▸ **Exercise**: No image is to be carried over; reproduce the rest of the listing word for word.

▸ **Provided data**:
━━━
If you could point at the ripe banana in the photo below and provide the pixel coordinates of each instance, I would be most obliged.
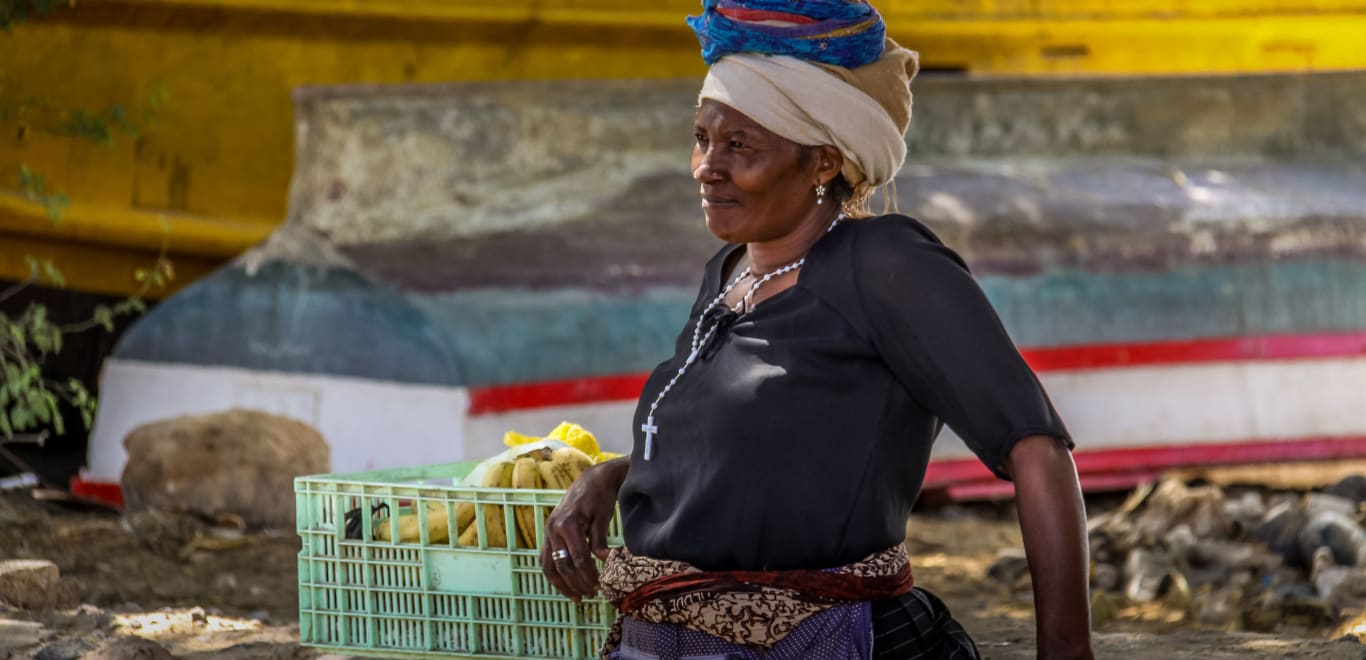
(492, 478)
(410, 526)
(573, 459)
(525, 474)
(499, 476)
(555, 476)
━━━
▸ **Answer box**:
If you could point at the ripe banana in the photo below and provide the pixel coordinates of each instance, I would be most obliged.
(492, 478)
(410, 526)
(573, 459)
(525, 474)
(499, 476)
(555, 476)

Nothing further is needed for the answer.